**Given passage**.
* * * * * * *

One or more aspects of embodiments according to the present disclosure relate to manufacturing processes, and more particularly to a system and method for defect detection, e.g., in a manufacturing process.
In manufacturing processes, defect detection by machine learning-based systems may be challenging. For example in circumstances in which defects are rare, the paucity of samples with defects may be an obstacle to the assembling of a labeled training set for performing supervised training. Moreover, to the extent defective samples, or images of defective articles, are available, it may be more advantageous to reserve them for verification than to use them for training.
It is with respect to this general technical environment that aspects of the present disclosure are related.

* * * * * * *

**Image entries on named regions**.
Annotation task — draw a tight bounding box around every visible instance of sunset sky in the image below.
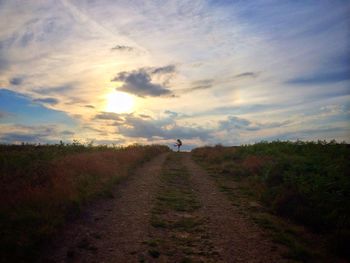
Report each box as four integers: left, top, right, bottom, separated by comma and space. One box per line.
0, 0, 350, 148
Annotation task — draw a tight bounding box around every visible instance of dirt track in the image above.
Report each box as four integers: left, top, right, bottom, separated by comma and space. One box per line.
42, 153, 285, 263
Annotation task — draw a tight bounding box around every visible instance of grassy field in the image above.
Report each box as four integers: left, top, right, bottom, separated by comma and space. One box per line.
0, 142, 168, 262
193, 141, 350, 260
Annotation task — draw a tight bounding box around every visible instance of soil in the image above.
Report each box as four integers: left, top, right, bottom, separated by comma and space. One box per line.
41, 153, 287, 263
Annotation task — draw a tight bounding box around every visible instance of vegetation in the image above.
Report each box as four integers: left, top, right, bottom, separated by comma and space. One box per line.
147, 153, 217, 262
193, 141, 350, 257
0, 142, 168, 262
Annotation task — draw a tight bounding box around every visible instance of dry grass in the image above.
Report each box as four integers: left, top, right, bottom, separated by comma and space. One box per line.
0, 146, 168, 262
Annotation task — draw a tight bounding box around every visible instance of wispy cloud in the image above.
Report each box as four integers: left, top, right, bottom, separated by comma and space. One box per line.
0, 0, 350, 145
112, 65, 175, 97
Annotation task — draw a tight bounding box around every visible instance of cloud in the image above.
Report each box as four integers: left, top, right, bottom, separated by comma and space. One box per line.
286, 70, 350, 85
150, 65, 176, 74
177, 79, 214, 95
95, 111, 213, 141
219, 116, 291, 131
112, 67, 172, 97
10, 77, 24, 86
33, 98, 59, 105
33, 84, 73, 95
111, 45, 134, 52
118, 116, 212, 141
235, 72, 259, 78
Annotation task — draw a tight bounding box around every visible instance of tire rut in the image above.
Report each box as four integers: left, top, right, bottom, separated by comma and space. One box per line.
182, 154, 288, 263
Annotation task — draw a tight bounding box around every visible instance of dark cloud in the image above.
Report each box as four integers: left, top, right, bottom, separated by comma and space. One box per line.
235, 72, 259, 78
112, 69, 172, 97
219, 116, 291, 131
0, 56, 10, 72
33, 98, 59, 105
111, 45, 134, 52
164, 110, 179, 118
118, 115, 212, 141
150, 65, 176, 74
285, 70, 350, 85
10, 77, 24, 86
95, 111, 213, 141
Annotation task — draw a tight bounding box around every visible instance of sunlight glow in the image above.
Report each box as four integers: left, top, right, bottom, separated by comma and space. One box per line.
106, 91, 135, 113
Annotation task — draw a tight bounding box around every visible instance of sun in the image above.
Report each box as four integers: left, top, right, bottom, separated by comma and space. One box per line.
106, 91, 135, 113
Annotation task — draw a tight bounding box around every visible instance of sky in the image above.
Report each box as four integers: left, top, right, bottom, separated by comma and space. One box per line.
0, 0, 350, 149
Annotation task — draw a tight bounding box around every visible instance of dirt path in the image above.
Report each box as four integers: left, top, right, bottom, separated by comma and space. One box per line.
183, 154, 286, 262
42, 154, 167, 263
42, 153, 286, 263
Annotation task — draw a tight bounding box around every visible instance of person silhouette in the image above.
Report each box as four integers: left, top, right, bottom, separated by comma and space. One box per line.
175, 139, 182, 152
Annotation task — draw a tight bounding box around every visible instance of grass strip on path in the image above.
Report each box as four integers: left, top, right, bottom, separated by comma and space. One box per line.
140, 153, 217, 262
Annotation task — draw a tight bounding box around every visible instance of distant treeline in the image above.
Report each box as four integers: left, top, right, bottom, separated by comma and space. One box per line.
193, 140, 350, 257
0, 144, 169, 262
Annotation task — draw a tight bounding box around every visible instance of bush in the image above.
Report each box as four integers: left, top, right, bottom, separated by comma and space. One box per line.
193, 140, 350, 258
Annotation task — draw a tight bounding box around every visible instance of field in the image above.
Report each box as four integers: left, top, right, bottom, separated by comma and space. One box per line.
193, 141, 350, 260
0, 141, 350, 262
0, 143, 168, 262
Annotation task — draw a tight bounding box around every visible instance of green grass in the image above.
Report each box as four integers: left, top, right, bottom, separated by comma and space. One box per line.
193, 141, 350, 259
149, 153, 219, 262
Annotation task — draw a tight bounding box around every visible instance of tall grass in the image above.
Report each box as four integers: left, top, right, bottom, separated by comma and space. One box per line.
0, 142, 168, 262
193, 141, 350, 257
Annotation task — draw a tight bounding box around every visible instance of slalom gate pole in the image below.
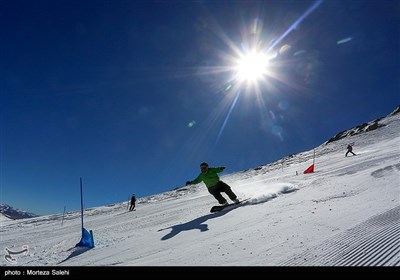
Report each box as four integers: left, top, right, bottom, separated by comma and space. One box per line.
80, 177, 83, 236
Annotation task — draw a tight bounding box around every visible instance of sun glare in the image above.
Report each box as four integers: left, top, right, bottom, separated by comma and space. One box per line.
236, 51, 268, 82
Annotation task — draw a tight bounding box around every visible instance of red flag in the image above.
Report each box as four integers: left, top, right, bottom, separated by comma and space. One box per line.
304, 164, 314, 174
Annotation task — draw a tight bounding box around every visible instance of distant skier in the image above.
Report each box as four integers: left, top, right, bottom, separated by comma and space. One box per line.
186, 162, 239, 205
129, 194, 136, 211
345, 144, 356, 157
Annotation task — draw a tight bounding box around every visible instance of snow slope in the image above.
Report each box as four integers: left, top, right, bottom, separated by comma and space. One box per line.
0, 111, 400, 266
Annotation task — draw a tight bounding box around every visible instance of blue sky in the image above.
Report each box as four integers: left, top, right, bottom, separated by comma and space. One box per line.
0, 0, 400, 214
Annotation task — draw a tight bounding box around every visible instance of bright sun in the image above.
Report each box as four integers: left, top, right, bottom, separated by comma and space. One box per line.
236, 51, 268, 82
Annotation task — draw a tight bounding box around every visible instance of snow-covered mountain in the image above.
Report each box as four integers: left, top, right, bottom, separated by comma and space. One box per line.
0, 105, 400, 267
0, 204, 38, 220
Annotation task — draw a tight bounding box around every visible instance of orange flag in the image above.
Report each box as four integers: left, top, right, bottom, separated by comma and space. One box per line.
304, 164, 314, 174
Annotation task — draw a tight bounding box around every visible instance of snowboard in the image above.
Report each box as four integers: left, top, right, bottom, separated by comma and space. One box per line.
210, 198, 250, 213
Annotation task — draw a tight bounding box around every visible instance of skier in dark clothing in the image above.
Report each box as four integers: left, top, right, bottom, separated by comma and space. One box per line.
345, 144, 356, 157
186, 162, 239, 205
129, 194, 136, 211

* * * * * * *

Write the next part of the passage on defect detection in manufacturing, starting after its final sentence.

According to an embodiment of the present disclosure, there is provided a method, including: training a first neural network with a first set of images, wherein: the first neural network includes: a first student neural network, and a first teacher neural network; the training of the first neural network with the first set of images includes: introducing defects into a first subset of the first set of images, and training the first student neural network with the first set of images; the training of the first student neural network includes training the first student neural network with a first cost function, that: for an image of the first set and not of the first subset, rewards similarity between a feature map of the first student neural network and a feature map of the first teacher neural network, and for an image of the first subset, rewards dissimilarity between a feature map of the first student neural network and a feature map of the first teacher neural network.
In some embodiments, the method further includes training the first teacher neural network with a second set of images and a second cost function, wherein: the second set of images includes images each labeled with a classification label; and the second cost function rewards, for each image, similarity between a classification generated by the first teacher neural network and the classification label of the image.
In some embodiments, the first neural network further includes: a second student neural network, and a second teacher neural network.
In some embodiments, the method further includes training the second teacher neural network with a third set of images and a third cost function, wherein: the third set of images includes masked generic images; and the third cost function rewards, for each masked generic image, similarity between an output image generated by the second teacher neural network and an original generic image corresponding to the masked generic image.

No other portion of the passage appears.